(Collected data entries)

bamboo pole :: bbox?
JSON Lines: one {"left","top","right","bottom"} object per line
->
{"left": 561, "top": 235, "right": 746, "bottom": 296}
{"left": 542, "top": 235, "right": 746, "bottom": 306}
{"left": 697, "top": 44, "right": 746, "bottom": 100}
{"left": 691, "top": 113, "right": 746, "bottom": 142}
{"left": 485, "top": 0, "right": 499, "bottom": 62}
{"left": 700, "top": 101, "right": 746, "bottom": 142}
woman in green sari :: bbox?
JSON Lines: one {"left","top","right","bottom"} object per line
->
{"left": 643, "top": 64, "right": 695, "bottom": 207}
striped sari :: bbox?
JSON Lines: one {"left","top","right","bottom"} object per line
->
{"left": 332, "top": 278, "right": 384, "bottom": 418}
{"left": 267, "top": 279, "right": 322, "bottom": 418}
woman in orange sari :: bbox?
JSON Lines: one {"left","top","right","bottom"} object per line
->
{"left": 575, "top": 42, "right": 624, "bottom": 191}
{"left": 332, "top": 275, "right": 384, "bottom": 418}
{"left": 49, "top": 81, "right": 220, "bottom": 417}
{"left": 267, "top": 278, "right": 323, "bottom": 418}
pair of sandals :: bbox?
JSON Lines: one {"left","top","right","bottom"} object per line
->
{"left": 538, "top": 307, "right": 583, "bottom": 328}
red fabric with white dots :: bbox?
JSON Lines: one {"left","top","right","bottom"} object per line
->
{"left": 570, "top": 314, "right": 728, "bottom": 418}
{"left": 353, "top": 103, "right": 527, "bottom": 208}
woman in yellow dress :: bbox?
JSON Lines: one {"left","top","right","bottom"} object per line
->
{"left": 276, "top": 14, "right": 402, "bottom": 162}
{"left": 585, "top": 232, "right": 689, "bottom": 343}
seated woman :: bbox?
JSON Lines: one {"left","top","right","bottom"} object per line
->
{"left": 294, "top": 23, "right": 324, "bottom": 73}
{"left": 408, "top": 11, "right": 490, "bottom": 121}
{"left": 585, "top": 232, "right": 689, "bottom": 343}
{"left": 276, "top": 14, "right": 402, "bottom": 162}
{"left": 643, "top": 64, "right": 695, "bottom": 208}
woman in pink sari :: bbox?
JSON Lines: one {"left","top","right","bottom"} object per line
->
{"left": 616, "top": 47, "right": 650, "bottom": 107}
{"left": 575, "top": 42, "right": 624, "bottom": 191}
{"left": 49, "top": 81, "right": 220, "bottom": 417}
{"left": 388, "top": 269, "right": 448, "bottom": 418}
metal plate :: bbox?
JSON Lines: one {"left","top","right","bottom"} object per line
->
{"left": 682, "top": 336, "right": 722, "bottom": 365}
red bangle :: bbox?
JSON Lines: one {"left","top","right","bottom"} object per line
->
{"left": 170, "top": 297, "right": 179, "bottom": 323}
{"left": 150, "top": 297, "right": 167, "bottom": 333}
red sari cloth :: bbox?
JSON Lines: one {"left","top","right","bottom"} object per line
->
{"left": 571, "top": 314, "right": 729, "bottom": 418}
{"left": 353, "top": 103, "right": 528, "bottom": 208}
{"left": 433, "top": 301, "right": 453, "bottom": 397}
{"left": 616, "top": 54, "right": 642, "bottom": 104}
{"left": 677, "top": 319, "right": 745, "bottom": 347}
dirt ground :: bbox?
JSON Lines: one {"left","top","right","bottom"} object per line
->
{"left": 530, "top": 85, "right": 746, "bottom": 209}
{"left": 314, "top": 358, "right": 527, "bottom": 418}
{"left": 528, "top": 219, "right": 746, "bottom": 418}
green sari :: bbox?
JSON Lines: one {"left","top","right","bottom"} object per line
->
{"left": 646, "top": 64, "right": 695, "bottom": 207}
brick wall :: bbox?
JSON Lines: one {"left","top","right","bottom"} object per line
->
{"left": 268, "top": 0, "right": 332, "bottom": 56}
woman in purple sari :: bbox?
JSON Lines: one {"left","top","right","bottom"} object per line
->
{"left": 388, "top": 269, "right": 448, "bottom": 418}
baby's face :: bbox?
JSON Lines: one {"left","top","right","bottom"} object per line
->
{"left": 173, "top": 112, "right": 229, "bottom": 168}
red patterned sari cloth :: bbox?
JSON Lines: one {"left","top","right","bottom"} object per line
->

• Task brief: Each line in the data that holds the string "cloth" should be found and copied.

• Result for this task:
red sari cloth :: bbox?
red patterned sari cloth :: bbox?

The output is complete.